__Input records__
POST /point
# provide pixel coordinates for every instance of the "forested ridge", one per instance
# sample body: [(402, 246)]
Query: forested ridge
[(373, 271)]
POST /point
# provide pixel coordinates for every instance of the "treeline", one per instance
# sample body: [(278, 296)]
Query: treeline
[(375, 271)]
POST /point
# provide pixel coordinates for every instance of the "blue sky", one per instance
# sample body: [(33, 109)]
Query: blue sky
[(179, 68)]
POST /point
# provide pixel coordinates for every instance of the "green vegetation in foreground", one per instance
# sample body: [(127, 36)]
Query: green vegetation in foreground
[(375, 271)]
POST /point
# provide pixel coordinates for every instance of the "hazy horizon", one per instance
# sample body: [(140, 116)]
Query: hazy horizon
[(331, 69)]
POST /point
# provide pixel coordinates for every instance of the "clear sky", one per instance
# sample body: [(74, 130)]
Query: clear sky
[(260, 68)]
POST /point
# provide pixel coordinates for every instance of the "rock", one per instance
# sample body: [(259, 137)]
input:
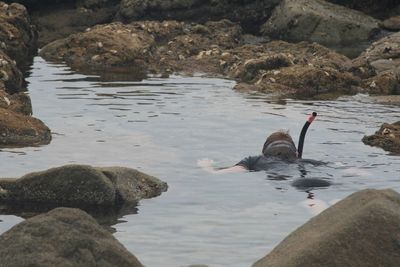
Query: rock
[(18, 36), (377, 8), (302, 70), (382, 55), (384, 83), (17, 130), (387, 137), (365, 223), (60, 21), (82, 186), (391, 24), (62, 237), (321, 22), (250, 14), (11, 80)]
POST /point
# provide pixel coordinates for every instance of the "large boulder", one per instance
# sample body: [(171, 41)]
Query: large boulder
[(82, 186), (18, 37), (387, 137), (381, 56), (379, 66), (321, 22), (103, 47), (251, 14), (62, 237), (361, 230)]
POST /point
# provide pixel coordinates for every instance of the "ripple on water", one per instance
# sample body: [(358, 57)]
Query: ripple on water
[(164, 126)]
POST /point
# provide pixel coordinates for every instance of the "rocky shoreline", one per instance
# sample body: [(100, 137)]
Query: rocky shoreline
[(280, 47)]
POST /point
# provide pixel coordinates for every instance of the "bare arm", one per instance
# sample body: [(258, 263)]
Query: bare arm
[(206, 164)]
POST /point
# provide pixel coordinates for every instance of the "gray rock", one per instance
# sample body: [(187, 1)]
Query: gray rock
[(361, 230), (378, 8), (392, 23), (321, 22), (18, 36), (250, 13), (62, 237), (381, 55), (82, 186)]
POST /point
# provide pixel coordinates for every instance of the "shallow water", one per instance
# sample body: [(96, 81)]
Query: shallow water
[(164, 126)]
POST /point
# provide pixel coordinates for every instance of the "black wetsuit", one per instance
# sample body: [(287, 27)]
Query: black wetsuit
[(263, 163)]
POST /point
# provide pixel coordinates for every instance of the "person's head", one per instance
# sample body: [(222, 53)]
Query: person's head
[(280, 144)]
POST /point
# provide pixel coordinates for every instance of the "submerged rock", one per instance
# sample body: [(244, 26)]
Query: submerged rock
[(391, 24), (321, 22), (62, 237), (365, 223), (250, 14), (18, 37), (387, 137), (81, 186), (18, 130)]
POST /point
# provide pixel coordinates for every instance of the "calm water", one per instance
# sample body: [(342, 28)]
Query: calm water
[(164, 126)]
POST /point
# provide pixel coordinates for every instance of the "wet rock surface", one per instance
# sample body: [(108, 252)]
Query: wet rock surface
[(379, 66), (17, 130), (63, 237), (217, 48), (387, 137), (250, 14), (18, 37), (365, 223), (82, 186), (377, 8), (391, 24), (308, 20)]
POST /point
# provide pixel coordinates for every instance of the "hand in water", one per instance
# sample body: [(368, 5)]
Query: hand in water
[(205, 163)]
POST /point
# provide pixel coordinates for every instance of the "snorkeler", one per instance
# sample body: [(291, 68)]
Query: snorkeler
[(279, 146)]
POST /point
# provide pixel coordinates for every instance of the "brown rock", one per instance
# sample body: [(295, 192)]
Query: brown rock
[(17, 130), (361, 230), (62, 237), (103, 47), (387, 137), (18, 37), (391, 24), (321, 22)]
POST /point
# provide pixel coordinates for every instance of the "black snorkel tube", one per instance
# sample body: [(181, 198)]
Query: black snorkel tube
[(310, 119)]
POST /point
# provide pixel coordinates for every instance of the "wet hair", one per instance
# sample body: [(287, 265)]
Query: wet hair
[(285, 151)]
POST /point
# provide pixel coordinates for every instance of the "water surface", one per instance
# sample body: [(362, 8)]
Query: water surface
[(164, 126)]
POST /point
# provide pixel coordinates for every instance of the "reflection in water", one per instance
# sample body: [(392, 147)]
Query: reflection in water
[(106, 216), (164, 126)]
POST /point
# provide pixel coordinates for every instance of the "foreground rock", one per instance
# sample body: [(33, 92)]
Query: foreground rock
[(365, 223), (18, 38), (62, 237), (321, 22), (387, 137), (81, 186), (379, 66)]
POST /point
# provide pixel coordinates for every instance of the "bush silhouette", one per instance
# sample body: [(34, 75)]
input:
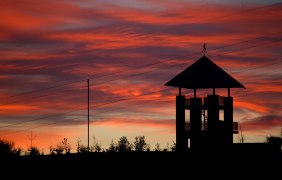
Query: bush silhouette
[(140, 143), (124, 145)]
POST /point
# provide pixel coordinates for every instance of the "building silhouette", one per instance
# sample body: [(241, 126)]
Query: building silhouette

__Problem statement__
Copy out the lines from the start of the items through the line that contains "[(260, 68)]", keeping both ends. Shift every x and y value in the answer coordinates up by 56, and leave all other lines, including the sample bodies, unchanged.

__Exercise response__
POST /point
# provide pixel coordinates for every instance of the "forested ridge", one per instance
# sample body: [(402, 246)]
Query: forested ridge
[(429, 327)]
POST /point
# provide pixel coordinates for every instance of the "treeline", one per instance
# sample body: [(278, 296)]
Query: treeline
[(431, 327)]
POST /point
# provide pixel coordinates for every instance of the "blue sky", one per instance
# sample body: [(33, 109)]
Query: blue sky
[(235, 124)]
POST /point
# provide pixel coordinates for every instance of the "green vegetation in foreground", one per instance
# sample body: [(127, 36)]
Query: green vegetation in foreground
[(431, 327)]
POST /point
# provide pixel coordinates for every instance of the "hazy horizon", one per instance
# sample body: [(140, 116)]
Query: hazy horizon
[(387, 125)]
POST /point
# provide pixel coordinates for every instance of the "clear sky", one per instance
# sample body: [(74, 130)]
Query: clear sky
[(316, 124)]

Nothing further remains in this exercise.